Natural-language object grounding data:

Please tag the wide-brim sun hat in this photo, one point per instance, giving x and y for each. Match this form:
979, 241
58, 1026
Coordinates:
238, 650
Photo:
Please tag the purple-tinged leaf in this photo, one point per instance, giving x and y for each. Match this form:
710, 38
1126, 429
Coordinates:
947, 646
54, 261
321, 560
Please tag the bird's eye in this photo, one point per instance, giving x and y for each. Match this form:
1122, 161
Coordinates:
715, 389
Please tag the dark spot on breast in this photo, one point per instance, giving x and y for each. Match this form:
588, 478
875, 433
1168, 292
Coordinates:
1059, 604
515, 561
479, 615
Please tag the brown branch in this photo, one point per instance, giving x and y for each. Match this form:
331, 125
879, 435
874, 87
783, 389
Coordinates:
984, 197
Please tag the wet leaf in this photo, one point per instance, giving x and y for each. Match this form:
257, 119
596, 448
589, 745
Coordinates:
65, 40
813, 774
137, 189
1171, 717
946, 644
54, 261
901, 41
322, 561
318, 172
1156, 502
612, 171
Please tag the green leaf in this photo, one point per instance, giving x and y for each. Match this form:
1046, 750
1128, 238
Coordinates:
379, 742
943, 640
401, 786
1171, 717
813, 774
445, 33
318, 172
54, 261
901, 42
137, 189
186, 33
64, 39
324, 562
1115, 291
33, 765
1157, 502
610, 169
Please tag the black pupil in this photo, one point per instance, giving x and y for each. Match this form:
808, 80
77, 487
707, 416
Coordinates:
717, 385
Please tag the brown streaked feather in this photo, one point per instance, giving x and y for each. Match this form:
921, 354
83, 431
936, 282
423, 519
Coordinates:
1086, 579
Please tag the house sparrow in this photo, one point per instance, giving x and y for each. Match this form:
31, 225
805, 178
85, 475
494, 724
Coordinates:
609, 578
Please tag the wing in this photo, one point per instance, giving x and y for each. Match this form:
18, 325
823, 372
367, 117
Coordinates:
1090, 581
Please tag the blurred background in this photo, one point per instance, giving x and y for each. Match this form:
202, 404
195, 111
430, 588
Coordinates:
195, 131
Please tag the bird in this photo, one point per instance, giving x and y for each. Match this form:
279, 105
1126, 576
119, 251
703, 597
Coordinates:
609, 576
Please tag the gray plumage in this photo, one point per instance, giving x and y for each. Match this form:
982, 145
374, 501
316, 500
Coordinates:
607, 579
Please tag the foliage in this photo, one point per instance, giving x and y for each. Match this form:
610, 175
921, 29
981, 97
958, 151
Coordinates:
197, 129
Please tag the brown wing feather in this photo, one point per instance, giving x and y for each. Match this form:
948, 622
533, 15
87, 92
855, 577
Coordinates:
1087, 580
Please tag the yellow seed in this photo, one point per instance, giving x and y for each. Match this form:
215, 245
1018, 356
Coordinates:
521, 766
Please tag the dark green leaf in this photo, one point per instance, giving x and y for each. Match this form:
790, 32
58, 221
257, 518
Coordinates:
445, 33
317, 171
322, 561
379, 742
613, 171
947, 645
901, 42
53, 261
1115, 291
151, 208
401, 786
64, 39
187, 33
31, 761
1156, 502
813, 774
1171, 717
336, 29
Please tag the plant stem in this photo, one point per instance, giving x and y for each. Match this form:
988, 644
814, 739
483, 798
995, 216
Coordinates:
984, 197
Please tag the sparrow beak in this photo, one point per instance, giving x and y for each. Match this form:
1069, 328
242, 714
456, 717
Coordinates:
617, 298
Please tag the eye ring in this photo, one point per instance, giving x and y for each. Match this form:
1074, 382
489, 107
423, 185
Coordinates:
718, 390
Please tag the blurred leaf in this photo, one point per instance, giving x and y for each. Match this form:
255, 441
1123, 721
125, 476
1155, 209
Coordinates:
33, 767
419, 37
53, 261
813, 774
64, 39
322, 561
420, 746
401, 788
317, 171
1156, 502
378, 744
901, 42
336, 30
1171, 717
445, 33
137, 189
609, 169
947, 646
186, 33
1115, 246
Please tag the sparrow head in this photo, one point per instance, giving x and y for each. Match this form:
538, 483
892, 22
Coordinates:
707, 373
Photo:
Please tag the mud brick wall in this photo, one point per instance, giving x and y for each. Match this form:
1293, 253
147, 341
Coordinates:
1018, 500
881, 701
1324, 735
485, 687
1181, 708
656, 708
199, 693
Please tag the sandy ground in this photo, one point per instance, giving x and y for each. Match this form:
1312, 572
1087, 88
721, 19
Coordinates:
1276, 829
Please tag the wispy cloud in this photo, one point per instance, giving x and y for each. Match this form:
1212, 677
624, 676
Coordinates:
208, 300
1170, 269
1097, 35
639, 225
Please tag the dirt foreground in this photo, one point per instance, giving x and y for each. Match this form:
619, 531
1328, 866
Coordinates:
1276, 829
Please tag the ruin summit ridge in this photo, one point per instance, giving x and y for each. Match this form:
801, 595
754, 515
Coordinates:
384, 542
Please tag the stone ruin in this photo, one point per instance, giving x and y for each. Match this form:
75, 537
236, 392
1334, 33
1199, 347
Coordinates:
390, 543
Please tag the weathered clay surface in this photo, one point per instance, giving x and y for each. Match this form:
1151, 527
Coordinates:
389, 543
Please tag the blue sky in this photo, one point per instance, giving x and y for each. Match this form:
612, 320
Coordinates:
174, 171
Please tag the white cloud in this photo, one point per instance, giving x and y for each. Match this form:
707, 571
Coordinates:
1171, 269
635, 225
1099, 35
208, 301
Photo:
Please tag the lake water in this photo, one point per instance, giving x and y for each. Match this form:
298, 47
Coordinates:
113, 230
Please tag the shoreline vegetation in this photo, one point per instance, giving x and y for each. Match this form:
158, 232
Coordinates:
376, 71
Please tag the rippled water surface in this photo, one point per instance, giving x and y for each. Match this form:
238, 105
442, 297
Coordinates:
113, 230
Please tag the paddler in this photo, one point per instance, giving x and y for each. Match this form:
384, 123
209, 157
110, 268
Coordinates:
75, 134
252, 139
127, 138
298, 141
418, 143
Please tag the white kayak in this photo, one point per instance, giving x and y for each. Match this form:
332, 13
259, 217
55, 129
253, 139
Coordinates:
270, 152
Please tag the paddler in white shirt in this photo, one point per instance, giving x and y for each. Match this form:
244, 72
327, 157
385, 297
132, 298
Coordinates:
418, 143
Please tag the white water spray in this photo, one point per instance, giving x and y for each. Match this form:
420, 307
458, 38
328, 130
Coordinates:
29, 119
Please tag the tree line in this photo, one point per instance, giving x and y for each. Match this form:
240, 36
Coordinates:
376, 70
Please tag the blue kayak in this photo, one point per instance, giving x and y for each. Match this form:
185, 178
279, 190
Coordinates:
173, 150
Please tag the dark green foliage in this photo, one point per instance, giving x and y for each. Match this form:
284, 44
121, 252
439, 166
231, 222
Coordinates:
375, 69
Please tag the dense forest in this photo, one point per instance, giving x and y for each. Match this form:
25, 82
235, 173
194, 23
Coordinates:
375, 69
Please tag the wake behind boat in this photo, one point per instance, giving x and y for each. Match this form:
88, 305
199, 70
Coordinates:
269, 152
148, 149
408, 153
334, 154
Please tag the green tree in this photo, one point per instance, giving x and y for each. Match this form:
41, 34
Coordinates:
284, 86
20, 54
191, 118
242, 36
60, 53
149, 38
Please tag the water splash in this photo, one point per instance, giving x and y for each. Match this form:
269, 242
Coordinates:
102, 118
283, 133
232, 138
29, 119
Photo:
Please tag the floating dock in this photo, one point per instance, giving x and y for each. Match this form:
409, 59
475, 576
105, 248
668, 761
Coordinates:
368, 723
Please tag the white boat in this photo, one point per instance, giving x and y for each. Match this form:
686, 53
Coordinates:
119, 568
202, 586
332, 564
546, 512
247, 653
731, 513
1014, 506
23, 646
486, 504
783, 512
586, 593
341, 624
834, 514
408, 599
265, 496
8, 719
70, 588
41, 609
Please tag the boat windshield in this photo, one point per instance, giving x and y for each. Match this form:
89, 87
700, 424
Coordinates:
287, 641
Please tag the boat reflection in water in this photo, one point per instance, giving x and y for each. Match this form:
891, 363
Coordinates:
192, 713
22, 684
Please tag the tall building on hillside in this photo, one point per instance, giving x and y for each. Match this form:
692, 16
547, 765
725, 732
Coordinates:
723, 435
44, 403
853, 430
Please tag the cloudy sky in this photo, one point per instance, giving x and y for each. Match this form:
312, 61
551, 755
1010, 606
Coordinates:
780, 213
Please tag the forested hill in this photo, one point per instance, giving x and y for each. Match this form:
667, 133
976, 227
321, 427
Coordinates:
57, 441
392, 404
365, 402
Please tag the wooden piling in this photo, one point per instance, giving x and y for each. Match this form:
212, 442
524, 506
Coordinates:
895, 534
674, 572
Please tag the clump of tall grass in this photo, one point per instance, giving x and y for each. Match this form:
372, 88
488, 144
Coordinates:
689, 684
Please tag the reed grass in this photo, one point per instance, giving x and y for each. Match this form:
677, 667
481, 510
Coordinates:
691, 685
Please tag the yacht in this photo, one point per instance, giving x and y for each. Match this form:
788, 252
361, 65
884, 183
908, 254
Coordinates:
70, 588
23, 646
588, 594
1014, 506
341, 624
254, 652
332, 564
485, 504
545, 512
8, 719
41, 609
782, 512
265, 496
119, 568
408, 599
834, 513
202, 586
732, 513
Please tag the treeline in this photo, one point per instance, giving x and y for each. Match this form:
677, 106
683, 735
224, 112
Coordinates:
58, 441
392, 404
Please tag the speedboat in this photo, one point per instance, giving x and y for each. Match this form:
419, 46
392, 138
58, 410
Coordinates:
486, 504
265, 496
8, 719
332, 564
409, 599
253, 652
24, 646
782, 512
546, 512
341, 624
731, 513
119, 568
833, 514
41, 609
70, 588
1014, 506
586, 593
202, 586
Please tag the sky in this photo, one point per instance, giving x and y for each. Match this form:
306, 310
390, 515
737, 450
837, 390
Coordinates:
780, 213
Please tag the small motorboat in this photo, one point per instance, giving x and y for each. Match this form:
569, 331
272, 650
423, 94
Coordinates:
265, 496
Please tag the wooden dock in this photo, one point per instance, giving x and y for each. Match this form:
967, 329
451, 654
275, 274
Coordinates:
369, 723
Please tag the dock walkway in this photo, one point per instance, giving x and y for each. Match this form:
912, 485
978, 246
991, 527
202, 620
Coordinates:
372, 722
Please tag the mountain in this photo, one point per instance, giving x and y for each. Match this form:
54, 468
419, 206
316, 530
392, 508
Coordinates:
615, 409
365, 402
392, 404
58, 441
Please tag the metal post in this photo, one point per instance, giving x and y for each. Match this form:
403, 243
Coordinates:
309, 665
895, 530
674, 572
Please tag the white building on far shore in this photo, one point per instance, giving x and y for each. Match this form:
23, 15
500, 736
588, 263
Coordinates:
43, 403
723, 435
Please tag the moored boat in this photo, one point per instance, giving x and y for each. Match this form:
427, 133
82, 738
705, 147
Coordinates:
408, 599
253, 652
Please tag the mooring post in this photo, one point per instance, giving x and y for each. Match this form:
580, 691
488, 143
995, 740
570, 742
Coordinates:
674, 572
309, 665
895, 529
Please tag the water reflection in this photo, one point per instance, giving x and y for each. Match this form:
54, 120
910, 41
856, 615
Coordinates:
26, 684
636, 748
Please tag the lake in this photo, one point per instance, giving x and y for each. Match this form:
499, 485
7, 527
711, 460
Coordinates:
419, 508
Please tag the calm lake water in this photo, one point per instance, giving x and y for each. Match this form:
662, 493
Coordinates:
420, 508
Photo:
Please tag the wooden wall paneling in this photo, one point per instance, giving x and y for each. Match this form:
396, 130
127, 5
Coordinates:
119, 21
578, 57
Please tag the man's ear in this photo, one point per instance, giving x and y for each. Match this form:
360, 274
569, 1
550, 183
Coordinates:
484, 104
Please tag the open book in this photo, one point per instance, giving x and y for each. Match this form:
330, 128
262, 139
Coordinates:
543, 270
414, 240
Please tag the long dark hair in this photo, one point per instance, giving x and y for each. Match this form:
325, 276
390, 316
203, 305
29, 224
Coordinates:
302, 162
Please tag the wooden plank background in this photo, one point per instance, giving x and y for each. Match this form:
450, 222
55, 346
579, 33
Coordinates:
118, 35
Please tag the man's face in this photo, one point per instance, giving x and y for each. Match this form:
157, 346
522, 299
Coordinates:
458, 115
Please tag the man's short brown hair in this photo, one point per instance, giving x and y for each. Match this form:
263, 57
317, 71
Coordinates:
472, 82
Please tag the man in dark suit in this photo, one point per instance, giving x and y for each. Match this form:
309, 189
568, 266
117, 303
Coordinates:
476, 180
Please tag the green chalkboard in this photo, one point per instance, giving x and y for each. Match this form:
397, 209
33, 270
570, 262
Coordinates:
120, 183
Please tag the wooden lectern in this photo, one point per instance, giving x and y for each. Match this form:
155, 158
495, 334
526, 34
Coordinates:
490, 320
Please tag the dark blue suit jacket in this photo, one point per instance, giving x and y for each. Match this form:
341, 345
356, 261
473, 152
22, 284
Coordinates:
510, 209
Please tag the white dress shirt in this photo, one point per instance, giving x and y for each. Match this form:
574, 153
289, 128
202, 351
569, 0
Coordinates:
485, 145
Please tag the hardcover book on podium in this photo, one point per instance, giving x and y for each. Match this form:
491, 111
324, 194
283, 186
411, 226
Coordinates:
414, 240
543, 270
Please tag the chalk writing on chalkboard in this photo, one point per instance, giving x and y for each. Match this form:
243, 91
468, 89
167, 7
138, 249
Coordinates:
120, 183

**Exercise description**.
Copy every line from the records that holds the string "wing".

**Exercise answer**.
Please tag the wing in this photo, one point per instance, giving x and y for each. Match this form:
Please tag the brown wing feather in this photo, one point per instance, giving x and y for each. Match this form:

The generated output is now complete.